### DESCRIPTION OF THE TASK
Reproduce every row below, requests included, resizing each bounding-box coordinate in the answers by a factor of 0.55 and rounding to whole numbers, with halves rounded up. Leave the requests and their sample format unchanged.

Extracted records
## START
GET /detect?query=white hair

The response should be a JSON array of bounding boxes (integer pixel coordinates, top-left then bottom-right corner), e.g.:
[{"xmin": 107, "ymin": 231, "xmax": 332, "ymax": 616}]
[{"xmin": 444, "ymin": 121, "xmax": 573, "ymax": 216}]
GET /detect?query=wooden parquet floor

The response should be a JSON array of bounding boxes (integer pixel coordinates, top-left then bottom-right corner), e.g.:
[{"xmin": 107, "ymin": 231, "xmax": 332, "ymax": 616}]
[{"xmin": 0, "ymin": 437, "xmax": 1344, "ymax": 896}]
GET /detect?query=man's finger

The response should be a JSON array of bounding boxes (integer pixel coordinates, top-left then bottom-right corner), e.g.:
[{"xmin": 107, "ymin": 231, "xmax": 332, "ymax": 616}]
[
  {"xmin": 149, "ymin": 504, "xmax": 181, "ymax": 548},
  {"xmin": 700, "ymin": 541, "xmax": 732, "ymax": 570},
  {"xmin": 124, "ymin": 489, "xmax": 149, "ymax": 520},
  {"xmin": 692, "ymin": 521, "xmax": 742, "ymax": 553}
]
## END
### COMPLETE ANSWER
GET /detect?query=white hair

The response should be a JSON array of bounding boxes (integer pixel coordinates, top-left then bottom-right corner), e.g.:
[{"xmin": 107, "ymin": 231, "xmax": 332, "ymax": 616}]
[{"xmin": 244, "ymin": 67, "xmax": 315, "ymax": 119}]
GET /detect?query=wooden parquet floor

The response should be a JSON array of bounding boxes (integer pixel coordinates, top-left then bottom-right corner), e.g.:
[{"xmin": 107, "ymin": 231, "xmax": 332, "ymax": 616}]
[{"xmin": 0, "ymin": 240, "xmax": 739, "ymax": 493}]
GET /detect?query=man's finger

The response should be a JSON array of bounding boxes (integer pixel coordinates, top-left then bottom-right corner), e.g.:
[{"xmin": 107, "ymin": 231, "xmax": 332, "ymax": 616}]
[
  {"xmin": 82, "ymin": 277, "xmax": 100, "ymax": 301},
  {"xmin": 385, "ymin": 298, "xmax": 403, "ymax": 314},
  {"xmin": 68, "ymin": 269, "xmax": 82, "ymax": 286},
  {"xmin": 381, "ymin": 287, "xmax": 408, "ymax": 304}
]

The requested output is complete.